Speeding up JSON + TSQUERY + GIN

"Sven R. Kunze" <srkunze@xxxxxxx> · Sun, 26 Feb 2017 14:28:10 +0100



    Hello everyone,

    
    I am currently evaluating the possibility of
      using PostgreSQL for storing and querying jsonb+tsvector queries.
      Let's consider this setup:

      
      create table docs (id serial primary key, meta jsonb);

      # generate 10M entries, cf. appendix

      create index docs_meta_idx ON docs using gin (meta
      jsonb_path_ops);

    create index docs_name_idx ON docs using gin
      (to_tsvector('english', meta->>'name'));

      create index docs_address_idx ON docs using gin
      (to_tsvector('english', meta->>'address'));

      
      Testing around with some smaller datasets, functionality-wise it's
      great. However increasing to 10M, things tend to slow down (using
      PostgreSQL 9.5):

      
      explain analyze select id from docs where meta @> '{"age":
      20}';

       Planning time: 0.121 ms

       Execution time: 4873.507 ms

      
      explain analyze select id from docs where meta @> '{"age":
      20}';

       Planning time: 0.122 ms

       Execution time: 206.289 ms

      
      explain analyze select id from docs where meta @> '{"age":
      30}';

       Planning time: 0.109 ms

       Execution time: 7496.886 ms

      
      explain analyze select id from docs where meta @> '{"age":
      30}';

       Planning time: 0.114 ms

       Execution time: 1169.649 ms

      
      explain analyze select id from docs where to_tsvector('english',
      meta->>'name') @@ to_tsquery('english', 'john');

       Planning time: 0.179 ms

       Execution time: 10109.375 ms

      
    explain analyze select id from docs where
        to_tsvector('english', meta->>'name') @@
        to_tsquery('english', 'john');

         Planning time: 0.188 ms

       Execution time: 238.854 ms

      
      Using "select pg_prewarm('docs');" and on any of the indexes
      doesn't help either.

(Pointing records for named objects)
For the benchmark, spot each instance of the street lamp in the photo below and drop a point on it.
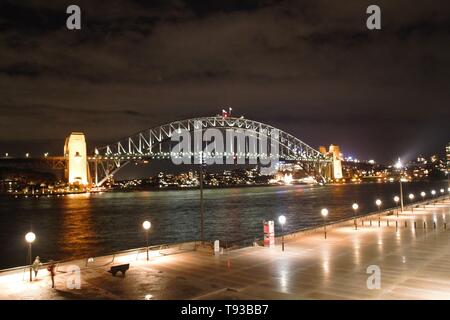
(30, 237)
(396, 199)
(355, 208)
(411, 198)
(282, 221)
(324, 213)
(399, 167)
(378, 203)
(146, 225)
(423, 195)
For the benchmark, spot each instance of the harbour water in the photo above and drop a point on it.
(94, 224)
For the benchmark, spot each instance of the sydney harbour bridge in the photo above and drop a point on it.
(157, 143)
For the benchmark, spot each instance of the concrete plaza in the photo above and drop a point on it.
(414, 261)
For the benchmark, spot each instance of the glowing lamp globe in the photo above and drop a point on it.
(30, 237)
(282, 219)
(146, 225)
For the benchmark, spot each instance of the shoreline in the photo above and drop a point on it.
(240, 243)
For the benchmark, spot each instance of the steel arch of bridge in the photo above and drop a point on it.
(148, 144)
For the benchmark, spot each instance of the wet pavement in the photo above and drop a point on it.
(413, 260)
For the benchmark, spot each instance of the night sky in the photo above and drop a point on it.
(311, 68)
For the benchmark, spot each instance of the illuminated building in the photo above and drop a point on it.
(334, 151)
(75, 150)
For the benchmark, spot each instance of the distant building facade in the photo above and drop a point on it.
(335, 152)
(76, 151)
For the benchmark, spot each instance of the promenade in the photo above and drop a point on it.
(413, 259)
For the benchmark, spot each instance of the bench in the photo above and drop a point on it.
(119, 268)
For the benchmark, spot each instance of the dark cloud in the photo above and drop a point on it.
(309, 67)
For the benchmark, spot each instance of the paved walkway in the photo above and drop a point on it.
(414, 264)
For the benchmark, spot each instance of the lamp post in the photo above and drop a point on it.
(411, 198)
(146, 225)
(355, 209)
(282, 221)
(399, 167)
(30, 237)
(396, 199)
(324, 213)
(423, 195)
(378, 203)
(202, 208)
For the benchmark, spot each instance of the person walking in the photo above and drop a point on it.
(35, 266)
(51, 269)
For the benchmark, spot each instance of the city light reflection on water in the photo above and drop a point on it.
(92, 224)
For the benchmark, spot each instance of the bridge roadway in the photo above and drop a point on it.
(414, 264)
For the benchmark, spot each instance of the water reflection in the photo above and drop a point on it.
(77, 236)
(90, 225)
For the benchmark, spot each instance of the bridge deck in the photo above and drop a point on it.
(414, 263)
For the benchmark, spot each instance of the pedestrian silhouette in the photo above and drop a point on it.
(51, 269)
(36, 264)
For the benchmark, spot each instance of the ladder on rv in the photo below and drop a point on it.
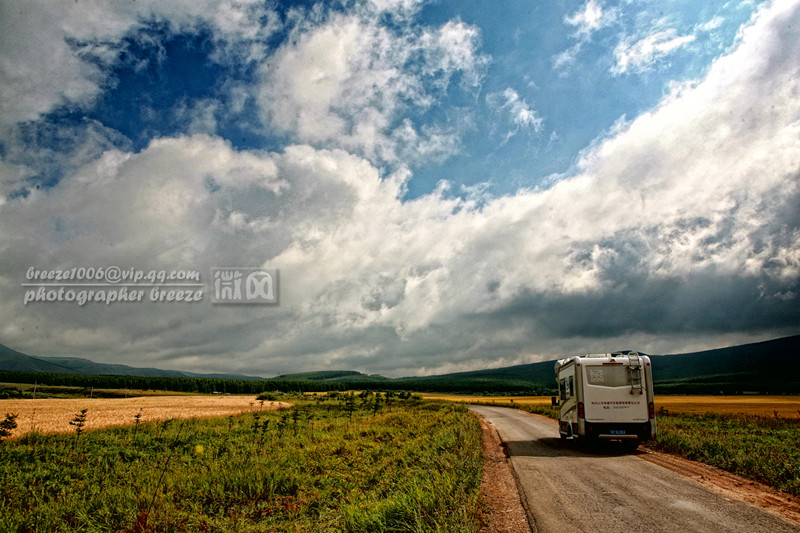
(635, 372)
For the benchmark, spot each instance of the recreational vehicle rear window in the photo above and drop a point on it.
(608, 376)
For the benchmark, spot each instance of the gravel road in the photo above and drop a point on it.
(568, 488)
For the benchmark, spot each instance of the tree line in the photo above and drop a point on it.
(256, 386)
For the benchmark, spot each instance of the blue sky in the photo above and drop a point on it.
(442, 185)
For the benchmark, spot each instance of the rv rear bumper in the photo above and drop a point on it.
(618, 431)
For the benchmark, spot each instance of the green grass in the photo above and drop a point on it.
(412, 466)
(765, 449)
(761, 448)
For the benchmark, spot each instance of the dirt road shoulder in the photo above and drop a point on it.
(504, 510)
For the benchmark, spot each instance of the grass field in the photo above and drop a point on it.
(349, 464)
(757, 437)
(52, 415)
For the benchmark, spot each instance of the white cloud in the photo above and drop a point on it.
(590, 18)
(642, 54)
(687, 209)
(346, 81)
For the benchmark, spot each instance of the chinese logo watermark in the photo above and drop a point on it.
(237, 285)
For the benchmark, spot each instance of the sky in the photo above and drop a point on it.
(436, 186)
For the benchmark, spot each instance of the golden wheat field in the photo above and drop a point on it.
(52, 415)
(785, 406)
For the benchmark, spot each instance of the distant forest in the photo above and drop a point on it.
(248, 386)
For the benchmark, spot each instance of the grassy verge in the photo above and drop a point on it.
(761, 448)
(765, 449)
(330, 465)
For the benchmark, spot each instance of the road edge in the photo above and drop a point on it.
(506, 511)
(717, 480)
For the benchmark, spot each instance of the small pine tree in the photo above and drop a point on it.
(79, 422)
(350, 404)
(8, 425)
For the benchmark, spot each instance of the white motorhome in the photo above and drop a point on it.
(606, 396)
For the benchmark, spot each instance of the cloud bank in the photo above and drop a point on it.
(679, 229)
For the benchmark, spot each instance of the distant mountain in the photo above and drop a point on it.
(767, 367)
(12, 360)
(331, 375)
(764, 367)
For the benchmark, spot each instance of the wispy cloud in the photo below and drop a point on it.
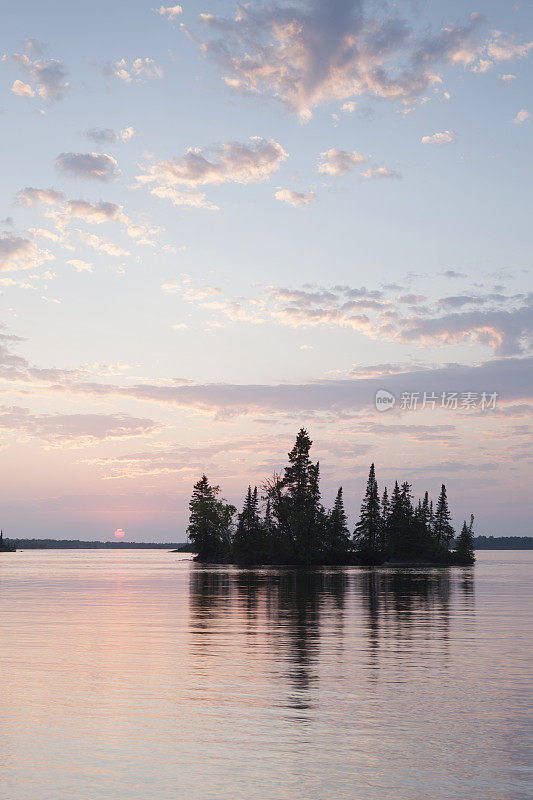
(47, 76)
(293, 198)
(170, 12)
(446, 137)
(109, 136)
(305, 55)
(138, 71)
(338, 162)
(380, 172)
(232, 162)
(95, 166)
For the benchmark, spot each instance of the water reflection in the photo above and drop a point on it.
(299, 619)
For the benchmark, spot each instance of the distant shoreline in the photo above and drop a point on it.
(480, 543)
(77, 544)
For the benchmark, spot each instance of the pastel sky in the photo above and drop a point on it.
(221, 222)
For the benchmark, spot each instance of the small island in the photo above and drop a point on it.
(293, 528)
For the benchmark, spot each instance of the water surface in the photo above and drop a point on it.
(138, 676)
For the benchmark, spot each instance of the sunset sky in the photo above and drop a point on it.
(221, 222)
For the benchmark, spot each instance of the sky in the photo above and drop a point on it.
(221, 222)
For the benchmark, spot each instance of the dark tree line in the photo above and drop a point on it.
(289, 524)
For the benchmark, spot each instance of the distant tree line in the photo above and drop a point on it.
(79, 544)
(288, 524)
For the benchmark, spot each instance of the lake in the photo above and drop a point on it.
(139, 675)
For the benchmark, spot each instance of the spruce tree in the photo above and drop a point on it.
(249, 540)
(385, 512)
(338, 542)
(464, 550)
(442, 527)
(296, 505)
(210, 522)
(368, 530)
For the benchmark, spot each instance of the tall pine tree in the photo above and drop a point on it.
(368, 531)
(442, 526)
(210, 522)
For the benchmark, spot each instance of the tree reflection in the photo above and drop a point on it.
(299, 623)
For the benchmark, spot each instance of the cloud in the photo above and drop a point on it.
(507, 332)
(500, 49)
(170, 12)
(338, 162)
(96, 166)
(232, 162)
(94, 212)
(504, 323)
(380, 172)
(19, 253)
(30, 196)
(440, 138)
(349, 107)
(109, 136)
(295, 198)
(48, 76)
(141, 69)
(191, 199)
(452, 273)
(305, 54)
(80, 266)
(74, 429)
(22, 89)
(101, 245)
(511, 378)
(521, 117)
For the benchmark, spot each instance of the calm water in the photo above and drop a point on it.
(139, 675)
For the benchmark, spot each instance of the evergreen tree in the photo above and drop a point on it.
(296, 507)
(385, 512)
(338, 542)
(442, 527)
(464, 550)
(368, 530)
(210, 522)
(426, 514)
(249, 545)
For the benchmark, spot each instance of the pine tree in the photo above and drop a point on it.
(464, 550)
(368, 530)
(385, 513)
(249, 545)
(296, 506)
(210, 522)
(442, 527)
(338, 543)
(426, 514)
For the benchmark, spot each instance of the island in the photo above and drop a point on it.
(293, 528)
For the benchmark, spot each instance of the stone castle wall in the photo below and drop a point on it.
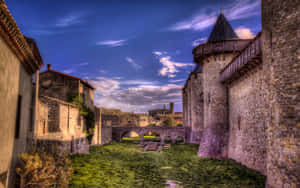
(247, 125)
(193, 106)
(15, 81)
(281, 61)
(58, 86)
(9, 65)
(215, 135)
(64, 130)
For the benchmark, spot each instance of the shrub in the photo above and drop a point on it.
(40, 169)
(169, 121)
(179, 125)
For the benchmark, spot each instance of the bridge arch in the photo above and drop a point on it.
(172, 132)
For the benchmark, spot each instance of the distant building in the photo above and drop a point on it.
(157, 116)
(20, 62)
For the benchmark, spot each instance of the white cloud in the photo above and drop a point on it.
(170, 67)
(133, 63)
(69, 20)
(159, 53)
(203, 20)
(243, 9)
(68, 71)
(105, 86)
(112, 43)
(134, 95)
(175, 81)
(244, 33)
(199, 41)
(83, 64)
(199, 22)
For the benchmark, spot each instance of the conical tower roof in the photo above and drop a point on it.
(222, 30)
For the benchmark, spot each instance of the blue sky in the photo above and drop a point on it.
(137, 53)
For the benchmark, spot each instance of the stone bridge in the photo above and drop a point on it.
(173, 132)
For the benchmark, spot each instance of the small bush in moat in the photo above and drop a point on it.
(40, 169)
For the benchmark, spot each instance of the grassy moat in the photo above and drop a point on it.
(124, 165)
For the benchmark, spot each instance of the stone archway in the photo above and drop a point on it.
(173, 132)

* [What you need to do]
a. Please copy the PostgreSQL post between "Planning time: 0.188" and "doesn't help either.", inclusive.
b. Return every line of the listing that contains the string "distant".

* [Replies]
a.
Planning time: 0.188 ms

       Execution time: 238.854 ms

      
      Using "select pg_prewarm('docs');" and on any of the indexes
      doesn't help either.

b.
For the benchmark, spot each instance of the distant building facade in the photo above and drop a point on it.
For the benchmark, spot each instance of the distant forest in the photo above and drop a point on it.
For the benchmark, spot each instance of the distant mountain in the photo above and drop a point on it.
For the benchmark, spot each instance of the distant shoreline in the photo above and drop a point on it.
For the benchmark, spot each instance of the distant tree line in the photo above and drop a point on it.
For the benchmark, spot each instance of the distant building in the photo above and drop a point on it.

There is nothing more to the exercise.